• [Selected text]:
● ● ● ● ●
When Kansas voters earlier this month rejected a ballot initiative that would have made it easier for the state legislature to restrict or ban abortion, it was only the latest example of otherwise red-state voters backing a measure seemingly out of step with their usual politics.
Over the past decade, voters in 12 states have passed minimum wage increases, including states as reliably Republican as South Dakota and Missouri. Six red states have also expanded Medicaid eligibility via ballot initiative after their Republican legislatures failed to do so under the new rules created by the Affordable Care Act. And since a nationwide movement to legalize marijuana began in the late 1990s, a whopping 36 states have either legalized or decriminalized medical marijuana, including by ballot initiative in conservative states like Utah and Oklahoma.
● ● ● ● ●
• [Activities]:
1 – Summarize the ballot initiatives text in two sentences.
2 – From the ballot initiatives text, render this sentence in Spanish: "Over the past decade, voters in 12 states have passed minimum wage increases, including states as reliably Republican as South Dakota and Missouri."

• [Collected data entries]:
● ● ● ● ●
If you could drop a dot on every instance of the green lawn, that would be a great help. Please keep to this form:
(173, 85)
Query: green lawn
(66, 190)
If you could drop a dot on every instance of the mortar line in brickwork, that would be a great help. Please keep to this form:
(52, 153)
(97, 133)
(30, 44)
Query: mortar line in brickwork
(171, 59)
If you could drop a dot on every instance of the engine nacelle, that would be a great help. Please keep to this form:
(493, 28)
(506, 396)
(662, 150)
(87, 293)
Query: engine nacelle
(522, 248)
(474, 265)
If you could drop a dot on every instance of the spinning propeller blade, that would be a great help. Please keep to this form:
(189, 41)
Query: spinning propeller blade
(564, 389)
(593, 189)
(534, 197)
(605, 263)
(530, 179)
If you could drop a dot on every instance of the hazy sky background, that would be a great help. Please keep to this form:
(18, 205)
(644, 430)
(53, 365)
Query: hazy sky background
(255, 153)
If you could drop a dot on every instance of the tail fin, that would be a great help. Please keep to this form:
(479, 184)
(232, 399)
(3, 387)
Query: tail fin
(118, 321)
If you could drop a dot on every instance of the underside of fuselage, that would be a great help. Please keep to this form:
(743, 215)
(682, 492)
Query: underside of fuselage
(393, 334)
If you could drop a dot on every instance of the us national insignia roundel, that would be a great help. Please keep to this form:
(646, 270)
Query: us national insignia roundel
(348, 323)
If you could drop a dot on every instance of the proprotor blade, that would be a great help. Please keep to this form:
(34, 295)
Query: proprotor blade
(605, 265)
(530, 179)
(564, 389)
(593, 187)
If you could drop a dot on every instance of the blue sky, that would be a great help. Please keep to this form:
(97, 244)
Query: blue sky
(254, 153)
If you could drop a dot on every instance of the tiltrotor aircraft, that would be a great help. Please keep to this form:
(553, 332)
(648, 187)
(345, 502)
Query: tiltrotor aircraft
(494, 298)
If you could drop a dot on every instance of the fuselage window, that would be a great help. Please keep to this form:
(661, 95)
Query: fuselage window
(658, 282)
● ● ● ● ●
• [Answers to the exercises]:
1 – Kansas voters rejected a ballot initiative that would have made it easier for the state legislature to restrict or ban abortion, the latest example of red-state voters backing a measure seemingly out of step with their usual politics. Over the past decade, voters in 12 states, including South Dakota and Missouri, have passed minimum wage increases, six red states have expanded Medicaid eligibility by ballot initiative, and 36 states have legalized or decriminalized medical marijuana, in conservative Utah and Oklahoma by ballot initiative.

2 – Durante la última década, los votantes de 12 estados han aprobado aumentos del salario mínimo, incluidos estados tan fiablemente republicanos como Dakota del Sur y Misuri.